(Contour labeling entries)
--- begin ---
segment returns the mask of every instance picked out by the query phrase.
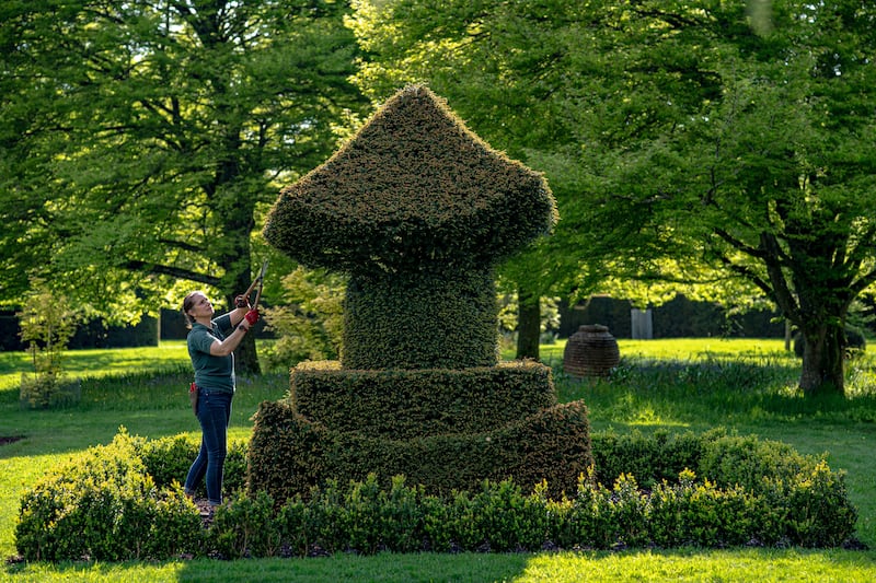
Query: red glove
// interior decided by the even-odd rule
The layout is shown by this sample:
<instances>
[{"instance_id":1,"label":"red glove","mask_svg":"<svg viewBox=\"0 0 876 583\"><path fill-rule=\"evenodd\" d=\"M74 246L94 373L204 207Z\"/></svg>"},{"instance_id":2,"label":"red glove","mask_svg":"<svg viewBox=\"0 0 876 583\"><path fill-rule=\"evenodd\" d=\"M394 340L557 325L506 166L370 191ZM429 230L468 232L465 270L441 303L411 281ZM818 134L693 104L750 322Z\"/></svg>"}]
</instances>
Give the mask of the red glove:
<instances>
[{"instance_id":1,"label":"red glove","mask_svg":"<svg viewBox=\"0 0 876 583\"><path fill-rule=\"evenodd\" d=\"M258 322L258 311L257 310L250 310L249 312L246 312L246 315L243 316L243 317L246 318L246 322L249 322L250 326L252 326L253 324Z\"/></svg>"}]
</instances>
--- end ---
TASK STATEMENT: Can you rewrite these entries with "sample" swapped for "template" everywhere, changing nothing else and omitting the pictures?

RESPONSE TO THIS EXERCISE:
segment returns the mask of every instance picked out by the query phrase.
Query: red glove
// interior decided by the even-odd rule
The layout is shown by this template:
<instances>
[{"instance_id":1,"label":"red glove","mask_svg":"<svg viewBox=\"0 0 876 583\"><path fill-rule=\"evenodd\" d=\"M74 246L94 373L204 207Z\"/></svg>"},{"instance_id":2,"label":"red glove","mask_svg":"<svg viewBox=\"0 0 876 583\"><path fill-rule=\"evenodd\" d=\"M394 340L557 325L506 166L370 191ZM429 230L468 232L465 270L441 303L411 281ZM818 134L693 104L750 322Z\"/></svg>"}]
</instances>
Give the mask of the red glove:
<instances>
[{"instance_id":1,"label":"red glove","mask_svg":"<svg viewBox=\"0 0 876 583\"><path fill-rule=\"evenodd\" d=\"M258 322L258 311L257 310L250 310L249 312L246 312L246 315L243 316L243 317L246 318L246 322L249 322L250 326L252 326L253 324Z\"/></svg>"}]
</instances>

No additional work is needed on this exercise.